Problem to solve:
Could you print every record below exactly as written?

Data shown:

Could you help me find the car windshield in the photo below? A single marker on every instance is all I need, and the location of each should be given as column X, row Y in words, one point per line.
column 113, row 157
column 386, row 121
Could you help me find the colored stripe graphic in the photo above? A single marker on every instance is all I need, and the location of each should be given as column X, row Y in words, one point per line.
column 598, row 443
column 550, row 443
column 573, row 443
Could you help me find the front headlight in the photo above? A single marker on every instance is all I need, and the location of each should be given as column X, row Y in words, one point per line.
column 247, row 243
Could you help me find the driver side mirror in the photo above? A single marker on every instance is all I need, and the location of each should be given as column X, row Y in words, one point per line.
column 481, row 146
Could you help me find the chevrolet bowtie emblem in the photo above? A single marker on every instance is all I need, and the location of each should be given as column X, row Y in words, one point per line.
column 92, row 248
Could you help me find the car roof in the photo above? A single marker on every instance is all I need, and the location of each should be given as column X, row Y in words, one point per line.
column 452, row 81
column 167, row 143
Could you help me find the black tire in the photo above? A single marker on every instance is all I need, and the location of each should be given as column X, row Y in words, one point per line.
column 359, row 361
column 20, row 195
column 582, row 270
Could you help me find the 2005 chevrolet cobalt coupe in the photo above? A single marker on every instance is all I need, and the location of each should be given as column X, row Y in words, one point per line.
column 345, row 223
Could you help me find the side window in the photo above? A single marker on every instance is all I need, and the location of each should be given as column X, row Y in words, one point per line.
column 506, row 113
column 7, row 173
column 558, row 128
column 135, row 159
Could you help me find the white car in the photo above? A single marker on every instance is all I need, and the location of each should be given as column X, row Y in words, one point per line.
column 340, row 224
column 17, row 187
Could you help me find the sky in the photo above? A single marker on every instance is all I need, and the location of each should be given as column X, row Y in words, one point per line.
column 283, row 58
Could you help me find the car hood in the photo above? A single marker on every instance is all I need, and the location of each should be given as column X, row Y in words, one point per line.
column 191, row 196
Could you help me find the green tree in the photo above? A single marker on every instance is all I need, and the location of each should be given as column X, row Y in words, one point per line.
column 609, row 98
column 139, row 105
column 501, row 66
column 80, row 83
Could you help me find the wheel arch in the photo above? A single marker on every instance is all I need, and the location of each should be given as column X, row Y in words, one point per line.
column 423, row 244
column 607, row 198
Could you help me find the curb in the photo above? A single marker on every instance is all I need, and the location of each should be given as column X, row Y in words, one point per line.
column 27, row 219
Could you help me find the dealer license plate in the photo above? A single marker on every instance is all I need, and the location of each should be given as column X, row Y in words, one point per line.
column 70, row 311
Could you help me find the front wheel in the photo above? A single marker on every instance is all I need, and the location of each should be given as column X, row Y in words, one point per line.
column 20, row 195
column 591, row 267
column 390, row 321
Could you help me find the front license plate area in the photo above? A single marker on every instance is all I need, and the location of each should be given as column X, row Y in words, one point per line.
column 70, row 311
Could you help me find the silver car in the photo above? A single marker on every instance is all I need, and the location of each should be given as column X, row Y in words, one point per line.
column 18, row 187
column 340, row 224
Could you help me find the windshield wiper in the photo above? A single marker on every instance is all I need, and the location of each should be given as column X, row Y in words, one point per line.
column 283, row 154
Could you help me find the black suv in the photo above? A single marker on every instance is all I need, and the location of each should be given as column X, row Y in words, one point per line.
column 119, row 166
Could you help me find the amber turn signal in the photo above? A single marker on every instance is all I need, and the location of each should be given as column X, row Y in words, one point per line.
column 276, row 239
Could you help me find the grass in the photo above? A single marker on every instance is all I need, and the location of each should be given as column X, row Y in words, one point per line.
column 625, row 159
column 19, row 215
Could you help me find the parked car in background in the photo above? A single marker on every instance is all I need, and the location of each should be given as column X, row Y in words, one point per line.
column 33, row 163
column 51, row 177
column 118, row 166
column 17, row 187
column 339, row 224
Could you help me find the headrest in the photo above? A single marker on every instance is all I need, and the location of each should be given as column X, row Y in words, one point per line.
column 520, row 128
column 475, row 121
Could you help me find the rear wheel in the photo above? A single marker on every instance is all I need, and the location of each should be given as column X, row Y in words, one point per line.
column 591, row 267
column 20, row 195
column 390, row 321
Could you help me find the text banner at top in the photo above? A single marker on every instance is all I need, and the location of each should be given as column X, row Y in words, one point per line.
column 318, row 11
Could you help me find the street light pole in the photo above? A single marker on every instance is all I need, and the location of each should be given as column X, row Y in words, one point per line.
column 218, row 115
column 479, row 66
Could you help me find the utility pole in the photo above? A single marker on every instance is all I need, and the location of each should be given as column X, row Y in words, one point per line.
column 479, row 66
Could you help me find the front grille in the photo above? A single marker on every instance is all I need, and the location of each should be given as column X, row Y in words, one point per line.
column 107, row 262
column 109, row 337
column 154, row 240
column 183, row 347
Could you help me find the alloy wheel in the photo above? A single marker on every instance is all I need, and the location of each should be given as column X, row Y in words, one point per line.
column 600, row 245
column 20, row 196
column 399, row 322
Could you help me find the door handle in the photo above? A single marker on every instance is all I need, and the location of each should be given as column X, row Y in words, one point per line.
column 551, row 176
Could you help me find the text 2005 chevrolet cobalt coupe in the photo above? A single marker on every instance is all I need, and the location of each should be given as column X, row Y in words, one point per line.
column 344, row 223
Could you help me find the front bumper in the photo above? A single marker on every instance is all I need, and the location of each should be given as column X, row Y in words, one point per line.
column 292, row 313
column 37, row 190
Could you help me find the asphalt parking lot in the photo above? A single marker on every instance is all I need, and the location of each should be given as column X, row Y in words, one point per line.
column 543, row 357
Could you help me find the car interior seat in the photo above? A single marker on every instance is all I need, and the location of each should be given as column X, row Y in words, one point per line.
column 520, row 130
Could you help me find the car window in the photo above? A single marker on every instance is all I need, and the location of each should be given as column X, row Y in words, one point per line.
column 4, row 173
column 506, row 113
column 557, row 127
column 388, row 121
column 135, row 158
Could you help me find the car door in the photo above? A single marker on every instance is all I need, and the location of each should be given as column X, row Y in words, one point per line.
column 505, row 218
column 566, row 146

Task answer:
Could you help me find the car windshield in the photo below? A single marker on every instance is all I need, and the location of each should be given as column X, row Y in words, one point per line.
column 113, row 157
column 386, row 121
Could you help me find the colored stripe graphic in the photo above? A single marker on every instance is all I need, and the location of each should be given as column X, row Y in words, one point per line.
column 598, row 443
column 550, row 443
column 573, row 443
Could you help me find the front headlight in the photo above? A single marker on every instance is all I need, and the location of each should be given as column X, row Y in words, one point per line.
column 247, row 243
Could you help me find the driver side mirror in the photo above? A single marker on every instance is all I need, and the location of each should be given as column X, row Y in words, one point per line.
column 481, row 146
Could you help me find the chevrolet bowtie emblem in the photo above? A single marker on every instance is all I need, and the location of each should be given as column X, row Y in words, one point per line.
column 92, row 248
Could you help me find the car roof in the photo above? A single marker on every instance is all I need, and the location of each should be given as column X, row Y in words, one point per line.
column 452, row 81
column 167, row 143
Could you help me find the black tire in the photo above? A single marker on every instance is all I need, and the location of each should be given as column X, row Y in words, one point per line.
column 359, row 361
column 20, row 195
column 582, row 270
Could you help me find the 2005 chevrolet cobalt coupe in the photo above? A single marker on every instance is all I need, and the location of each should be given as column X, row Y in words, one point per line.
column 345, row 223
Could you help me find the side window in the photo above? A single marker on every instance is all I need, and the location of each should be given as column X, row Y in words, one point per line.
column 506, row 113
column 7, row 173
column 558, row 128
column 135, row 159
Could you help me find the white car in the photo above? A single marker on every instance is all I need, and the location of each should be given as column X, row Y in words, one point per line.
column 340, row 224
column 17, row 187
Could you help me find the sky in the photo above? A single marker on every instance is all I need, and the location of each should be given as column X, row Y in words, one point per line.
column 283, row 58
Could you help me find the car hood in the photo above? A single marker on every instance is all I need, and the location of each should be given as column X, row Y in words, one point per line.
column 191, row 196
Could you help me find the green tree in the photo above? A single marker on every instance is all I need, and the location of each should be given as column X, row Y in words, one point per line.
column 609, row 98
column 139, row 105
column 501, row 66
column 80, row 83
Could you help me find the wheel arch in the photo above? A single marker on every instance is all I need, and the location of each should be given as column X, row Y in words, one point per line.
column 423, row 244
column 607, row 198
Could you help me find the curb in the photo above? A single marker on every instance is all I need, and the location of each should be given as column X, row Y in words, one point per line.
column 27, row 219
Could you help me find the dealer license plate in the photo above? A single marker on every instance is all I need, and the location of each should be given as column X, row Y in words, one point per line.
column 70, row 311
Could you help me find the front wheel in the photo above? A single marker on every instance is all I need, and the location of each should be given as column X, row Y in words, one point per line.
column 20, row 195
column 591, row 267
column 390, row 321
Could you help me find the front license plate area in the photo above? A single marker on every instance is all I need, and the location of each should be given as column X, row Y in words, one point per line.
column 70, row 311
Could you help me find the silver car in the photo above? A single marker on every instance is all I need, and the location of each should be given as column X, row Y in words, one point per line.
column 18, row 187
column 340, row 224
Could you help me find the windshield wiper in the photo above? A single marker on every instance is all I need, and the location of each should be given as column X, row Y in words, one point per line.
column 283, row 154
Could you help me find the black suv in the photo above? A single marker on every instance is all I need, and the location of each should be given as column X, row Y in words, one point per line.
column 119, row 166
Could you help me find the amber turn signal in the photo above? A single marker on every instance is all I need, and the location of each should be given as column X, row Y in words, one point per line.
column 276, row 239
Could you help me find the grass in the photo above? A single marker on every instance is all I need, and the location of each should be given as column X, row Y in words, one point per line.
column 625, row 159
column 19, row 215
Could you help me find the parked car in background in the photo above? A single marker on every instance is all I need, and the location of each should be given as column X, row Y in words, one point per line.
column 33, row 163
column 51, row 177
column 118, row 166
column 17, row 187
column 339, row 224
Could you help me find the headrest in the photo above? A single marker on every instance is all I need, and the location of each should be given as column X, row Y in words, one point per line.
column 520, row 128
column 475, row 121
Could you help me find the rear wheel in the photo above? A single marker on every instance is all I need, and the location of each should be given as column X, row Y in words, one point per line.
column 591, row 267
column 20, row 195
column 390, row 321
Could you help me find the text banner at top in the photo above? A single marker on every instance is all I need, and the location of each should be given as column X, row Y in words, one point per line.
column 318, row 11
Could you help me find the street light pole in the photo above? A single marker on every instance is all I need, and the location of each should be given as column X, row Y in words, one point per line.
column 218, row 115
column 479, row 66
Could you help me find the utility pole in the photo above? A single marker on every instance is all I need, and the location of each should be given as column X, row Y in words, one point per line.
column 479, row 66
Could you help me find the front grille in the photo above? A single marker on every instance is all I need, and the location of each should be given as column X, row Y in words, one point per line.
column 107, row 262
column 109, row 337
column 154, row 240
column 183, row 347
Could you help me find the alloy wheel in the photo above? A single marker on every instance is all I need, and the location of each should be given as column X, row Y in words, one point per line.
column 600, row 245
column 20, row 196
column 399, row 322
Could you help me find the door handle in the photo above? A single marker on every instance is all I need, and the location of each should be given as column X, row Y in words, one point per line.
column 551, row 176
Could you help me find the text 2005 chevrolet cobalt coupe in the photo above? A single marker on every instance is all I need, and the location of each should be given as column X, row Y in words, one point per line.
column 344, row 223
Could you help me find the front bumper in the photo above? A single marker on every instance is all I need, and the location of each should be given as column X, row Y in words, one point per line.
column 292, row 313
column 37, row 190
Could you help me find the asphalt parking lot in the photo above? A single marker on every instance is all I need, and the location of each should be given as column X, row Y in words, one point per line.
column 543, row 357
Could you help me find the car interior seat in the photo above? A single marker on every instance is all I need, and the location of each should be given as column X, row Y in words, one point per line.
column 520, row 130
Could you help me find the car window in the photo above? A single marker on every instance is all I need, and the location of each should be given as column X, row Y in words, one point per line.
column 4, row 173
column 506, row 113
column 557, row 127
column 388, row 121
column 135, row 158
Could you help me find the car door in the photo above? A single marker on every instance is all I need, and the location of each should be given as column X, row Y in words, one point per line.
column 505, row 218
column 566, row 146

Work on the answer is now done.